**EXERCISE INSTRUCTIONS**
Lines in the listing below that contain the string "water" are to be found and copied.

┌─ INFORMATION

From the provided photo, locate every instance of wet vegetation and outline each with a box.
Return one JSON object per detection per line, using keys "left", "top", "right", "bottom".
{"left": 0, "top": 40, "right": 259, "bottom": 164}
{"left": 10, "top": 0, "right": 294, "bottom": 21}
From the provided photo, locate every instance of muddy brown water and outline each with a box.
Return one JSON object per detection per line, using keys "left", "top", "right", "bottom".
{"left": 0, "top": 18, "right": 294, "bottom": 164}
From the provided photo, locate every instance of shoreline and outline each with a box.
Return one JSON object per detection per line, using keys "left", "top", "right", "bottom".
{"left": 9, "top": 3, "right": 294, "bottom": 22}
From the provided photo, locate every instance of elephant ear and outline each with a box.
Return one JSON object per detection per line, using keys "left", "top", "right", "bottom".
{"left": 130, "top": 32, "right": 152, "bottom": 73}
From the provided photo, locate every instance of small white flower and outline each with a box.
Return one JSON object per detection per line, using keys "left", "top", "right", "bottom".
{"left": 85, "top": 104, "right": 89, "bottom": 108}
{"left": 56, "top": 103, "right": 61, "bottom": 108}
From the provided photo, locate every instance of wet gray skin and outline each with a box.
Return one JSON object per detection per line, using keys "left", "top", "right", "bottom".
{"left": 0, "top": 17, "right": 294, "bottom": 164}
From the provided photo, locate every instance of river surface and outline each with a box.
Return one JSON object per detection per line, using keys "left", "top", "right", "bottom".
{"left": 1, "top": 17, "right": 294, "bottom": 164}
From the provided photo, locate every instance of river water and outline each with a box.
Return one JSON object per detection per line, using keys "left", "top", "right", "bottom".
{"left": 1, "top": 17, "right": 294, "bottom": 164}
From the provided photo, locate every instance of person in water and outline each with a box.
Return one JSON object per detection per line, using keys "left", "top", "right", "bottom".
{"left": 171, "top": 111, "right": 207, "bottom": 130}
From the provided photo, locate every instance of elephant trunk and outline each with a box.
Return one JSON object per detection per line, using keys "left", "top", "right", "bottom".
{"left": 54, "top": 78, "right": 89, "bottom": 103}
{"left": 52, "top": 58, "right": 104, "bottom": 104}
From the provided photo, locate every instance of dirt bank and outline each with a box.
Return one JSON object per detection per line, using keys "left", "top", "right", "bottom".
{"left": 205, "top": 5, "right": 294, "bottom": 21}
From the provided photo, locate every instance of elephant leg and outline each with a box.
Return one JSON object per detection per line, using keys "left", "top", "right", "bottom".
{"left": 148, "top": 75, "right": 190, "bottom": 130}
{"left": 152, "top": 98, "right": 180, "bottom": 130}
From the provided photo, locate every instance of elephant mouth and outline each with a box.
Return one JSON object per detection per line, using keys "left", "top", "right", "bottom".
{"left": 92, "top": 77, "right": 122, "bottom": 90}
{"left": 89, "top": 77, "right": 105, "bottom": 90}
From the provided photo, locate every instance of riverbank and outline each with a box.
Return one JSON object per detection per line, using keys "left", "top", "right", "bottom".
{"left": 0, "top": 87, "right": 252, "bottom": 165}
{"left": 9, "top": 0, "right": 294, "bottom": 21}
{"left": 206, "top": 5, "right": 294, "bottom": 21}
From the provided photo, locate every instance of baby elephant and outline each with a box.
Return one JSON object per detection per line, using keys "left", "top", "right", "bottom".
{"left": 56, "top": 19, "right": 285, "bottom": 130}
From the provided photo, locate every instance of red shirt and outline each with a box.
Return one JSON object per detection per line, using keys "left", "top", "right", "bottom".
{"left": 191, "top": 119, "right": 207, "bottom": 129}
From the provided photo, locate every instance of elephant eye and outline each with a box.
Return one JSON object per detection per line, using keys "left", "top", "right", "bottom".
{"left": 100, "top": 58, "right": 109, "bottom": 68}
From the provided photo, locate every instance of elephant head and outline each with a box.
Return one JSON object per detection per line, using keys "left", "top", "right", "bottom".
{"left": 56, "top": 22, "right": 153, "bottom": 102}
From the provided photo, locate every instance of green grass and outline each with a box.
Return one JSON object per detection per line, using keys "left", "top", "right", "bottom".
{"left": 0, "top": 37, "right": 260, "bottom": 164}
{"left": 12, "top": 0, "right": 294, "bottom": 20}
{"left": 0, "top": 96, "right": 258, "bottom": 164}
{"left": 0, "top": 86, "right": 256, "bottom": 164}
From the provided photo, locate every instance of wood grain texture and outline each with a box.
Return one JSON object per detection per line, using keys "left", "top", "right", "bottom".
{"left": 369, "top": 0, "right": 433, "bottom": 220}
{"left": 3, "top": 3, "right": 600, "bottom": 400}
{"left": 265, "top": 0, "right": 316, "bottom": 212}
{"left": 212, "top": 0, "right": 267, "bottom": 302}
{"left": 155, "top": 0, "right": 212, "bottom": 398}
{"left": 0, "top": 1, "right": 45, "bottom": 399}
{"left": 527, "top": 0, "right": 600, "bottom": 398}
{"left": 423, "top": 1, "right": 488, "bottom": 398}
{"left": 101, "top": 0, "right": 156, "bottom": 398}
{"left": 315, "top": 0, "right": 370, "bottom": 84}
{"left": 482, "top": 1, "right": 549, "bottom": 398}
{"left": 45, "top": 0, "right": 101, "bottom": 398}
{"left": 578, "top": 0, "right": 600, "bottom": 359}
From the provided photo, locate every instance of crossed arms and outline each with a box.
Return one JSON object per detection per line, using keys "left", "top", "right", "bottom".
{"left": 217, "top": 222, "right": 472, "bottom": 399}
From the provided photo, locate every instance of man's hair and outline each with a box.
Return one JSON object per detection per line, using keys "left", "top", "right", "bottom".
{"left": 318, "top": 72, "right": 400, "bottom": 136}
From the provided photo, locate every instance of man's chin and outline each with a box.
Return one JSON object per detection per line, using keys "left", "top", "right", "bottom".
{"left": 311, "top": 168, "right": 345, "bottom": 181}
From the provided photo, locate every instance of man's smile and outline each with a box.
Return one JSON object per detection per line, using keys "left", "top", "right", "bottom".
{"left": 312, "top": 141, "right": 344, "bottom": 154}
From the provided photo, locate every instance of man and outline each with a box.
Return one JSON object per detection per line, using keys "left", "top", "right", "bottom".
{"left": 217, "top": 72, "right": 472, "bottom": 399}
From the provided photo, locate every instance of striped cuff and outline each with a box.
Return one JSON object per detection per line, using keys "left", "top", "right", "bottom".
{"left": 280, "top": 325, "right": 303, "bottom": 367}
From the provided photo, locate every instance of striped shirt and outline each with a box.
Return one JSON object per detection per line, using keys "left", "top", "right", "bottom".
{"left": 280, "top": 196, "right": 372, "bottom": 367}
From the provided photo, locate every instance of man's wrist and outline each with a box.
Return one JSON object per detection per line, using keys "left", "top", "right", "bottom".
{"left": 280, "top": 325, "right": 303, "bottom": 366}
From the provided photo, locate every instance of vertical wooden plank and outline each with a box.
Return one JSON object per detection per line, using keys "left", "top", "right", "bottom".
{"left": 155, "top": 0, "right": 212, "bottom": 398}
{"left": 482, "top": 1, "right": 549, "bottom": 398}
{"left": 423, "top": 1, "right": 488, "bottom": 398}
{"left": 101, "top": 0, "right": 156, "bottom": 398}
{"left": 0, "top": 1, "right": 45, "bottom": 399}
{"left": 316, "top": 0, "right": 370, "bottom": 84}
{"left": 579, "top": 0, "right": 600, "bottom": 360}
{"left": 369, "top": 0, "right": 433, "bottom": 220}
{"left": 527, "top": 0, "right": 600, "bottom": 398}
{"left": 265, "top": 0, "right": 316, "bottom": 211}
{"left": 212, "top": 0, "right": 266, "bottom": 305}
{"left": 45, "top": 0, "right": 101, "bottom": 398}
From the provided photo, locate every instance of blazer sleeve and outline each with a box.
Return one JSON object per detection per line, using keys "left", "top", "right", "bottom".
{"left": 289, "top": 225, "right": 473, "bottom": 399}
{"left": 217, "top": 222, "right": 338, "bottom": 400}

└─

**RESULT**
From the provided photo, locate every instance of muddy brown water and outline each with a box.
From the provided photo, locate every instance of river water and outline each with a box.
From the provided photo, locate every instance of person in water and outline each with a box.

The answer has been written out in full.